§ WHAT IS ASKED
Write the next part of the excerpt on the rise in child poverty after the expanded child tax credit ended, starting after its final sentence.

-- BEGIN EXCERPT --

The poverty rate among children saw a sizeable increase, more than doubling from 5.2% in 2021 to 12.4% last year, census data shows.
The increase in the child poverty rate comes after the child tax credit expansion ended on Dec. 31, 2021.
The child tax credit expansion, which went into effect in July 2021 as part of President Joe Biden's $1.9 trillion American Rescue Plan, provided parents between $250 to $300 a month, per child.
Before the child tax credit expansion, one in three children around the country were not eligible for the full Child Tax Credit because the income of their families was too low, according to the Center on Poverty and Social Policy at Columbia University.
President Biden, who had touted the enhanced child tax credit as cutting child poverty in half, sharply criticized congressional Republicans Tuesday for not extending the child tax credit, saying today's numbers on child poverty are a consequence of their refusal to extend the credit.
"The rise reported today in child poverty is no accident--it is the result of a deliberate policy choice congressional Republicans made to block help for families with children while advancing massive tax cuts for the wealthiest and largest corporations," The White House said. "No child should grow up in poverty, and I will continue to fight to restore the expanded Child Tax Credit to give tens of millions of families the tax relief and breathing room they deserve."

-- END EXCERPT --
-- BEGIN DATASET CONTENT --

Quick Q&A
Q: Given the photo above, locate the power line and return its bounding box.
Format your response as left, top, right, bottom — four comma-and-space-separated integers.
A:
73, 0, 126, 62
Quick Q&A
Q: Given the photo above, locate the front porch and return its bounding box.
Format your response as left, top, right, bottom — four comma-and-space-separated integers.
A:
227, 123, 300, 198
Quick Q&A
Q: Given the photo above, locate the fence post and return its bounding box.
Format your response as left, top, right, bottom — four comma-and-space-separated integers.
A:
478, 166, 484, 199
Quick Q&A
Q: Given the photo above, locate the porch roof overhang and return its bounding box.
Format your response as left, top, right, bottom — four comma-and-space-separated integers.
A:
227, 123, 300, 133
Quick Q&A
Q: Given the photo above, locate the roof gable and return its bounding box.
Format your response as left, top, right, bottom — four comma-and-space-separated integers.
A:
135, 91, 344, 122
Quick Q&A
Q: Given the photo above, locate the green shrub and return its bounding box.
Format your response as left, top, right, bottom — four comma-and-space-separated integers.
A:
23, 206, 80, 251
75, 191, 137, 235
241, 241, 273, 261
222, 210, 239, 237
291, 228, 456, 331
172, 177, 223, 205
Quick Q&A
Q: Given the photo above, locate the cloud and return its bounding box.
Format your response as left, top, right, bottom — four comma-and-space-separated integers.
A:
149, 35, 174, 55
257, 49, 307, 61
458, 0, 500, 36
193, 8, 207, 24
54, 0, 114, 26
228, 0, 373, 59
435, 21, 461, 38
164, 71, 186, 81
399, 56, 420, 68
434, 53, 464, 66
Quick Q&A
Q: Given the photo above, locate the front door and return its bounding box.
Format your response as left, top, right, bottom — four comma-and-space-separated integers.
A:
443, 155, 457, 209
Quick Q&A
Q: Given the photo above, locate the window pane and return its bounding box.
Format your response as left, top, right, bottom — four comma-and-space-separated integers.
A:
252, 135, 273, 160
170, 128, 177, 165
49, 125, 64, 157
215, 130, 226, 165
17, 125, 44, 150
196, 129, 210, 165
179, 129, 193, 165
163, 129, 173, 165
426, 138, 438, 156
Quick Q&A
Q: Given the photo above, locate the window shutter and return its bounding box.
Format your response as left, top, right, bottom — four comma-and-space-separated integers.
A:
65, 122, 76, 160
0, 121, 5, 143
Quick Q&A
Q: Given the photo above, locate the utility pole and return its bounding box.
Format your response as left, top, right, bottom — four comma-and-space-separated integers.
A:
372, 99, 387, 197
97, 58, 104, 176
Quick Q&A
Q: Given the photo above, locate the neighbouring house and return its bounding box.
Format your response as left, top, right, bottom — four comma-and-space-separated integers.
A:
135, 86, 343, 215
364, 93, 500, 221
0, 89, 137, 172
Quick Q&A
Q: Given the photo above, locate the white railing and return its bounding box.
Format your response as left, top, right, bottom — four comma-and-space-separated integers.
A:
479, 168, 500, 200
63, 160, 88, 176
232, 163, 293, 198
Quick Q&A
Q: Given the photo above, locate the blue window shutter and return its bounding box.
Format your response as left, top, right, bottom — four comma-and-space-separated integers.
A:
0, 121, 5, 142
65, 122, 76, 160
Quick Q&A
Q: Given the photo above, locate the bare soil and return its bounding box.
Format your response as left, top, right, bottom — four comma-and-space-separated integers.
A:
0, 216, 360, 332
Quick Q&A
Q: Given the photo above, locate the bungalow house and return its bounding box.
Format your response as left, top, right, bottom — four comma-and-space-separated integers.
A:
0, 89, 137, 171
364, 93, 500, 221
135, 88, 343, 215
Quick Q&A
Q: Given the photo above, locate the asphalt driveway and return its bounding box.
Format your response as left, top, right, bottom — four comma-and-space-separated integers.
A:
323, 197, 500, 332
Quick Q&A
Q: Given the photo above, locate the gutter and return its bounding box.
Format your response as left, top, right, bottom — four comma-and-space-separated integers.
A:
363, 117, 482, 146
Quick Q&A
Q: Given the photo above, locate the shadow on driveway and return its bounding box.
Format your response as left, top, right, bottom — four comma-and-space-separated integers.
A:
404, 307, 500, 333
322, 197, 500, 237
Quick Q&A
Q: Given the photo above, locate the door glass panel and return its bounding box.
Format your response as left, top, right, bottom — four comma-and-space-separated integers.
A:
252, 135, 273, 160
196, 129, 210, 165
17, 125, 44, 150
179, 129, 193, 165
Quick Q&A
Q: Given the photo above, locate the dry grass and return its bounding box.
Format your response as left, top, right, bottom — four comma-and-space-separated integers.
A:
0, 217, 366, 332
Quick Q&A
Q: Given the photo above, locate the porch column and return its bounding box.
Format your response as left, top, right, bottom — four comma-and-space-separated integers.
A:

-- END DATASET CONTENT --

§ THE ANSWER
Social Security lifted 28.9 million people out of SPM poverty last year, according to census data. In its report, the Census Bureau said Social Security was the "most important antipoverty program in 2022."
The official poverty rate for Black Americans decreased by 2.4%, from 19.5% in 2021 to 17.1% in 2022, according to census data, as well as for Asian Americans, which saw the official poverty rate dip from 9.1% in 2021 to 8.6% last year.
White Americans experienced a 0.5% increase in poverty from 2021 to 2022, which sits at 10.5%, census data shows.
The official poverty rate measures poverty by comparing pre-tax income to a poverty threshold adjusted by family composition, according to the Census Bureau.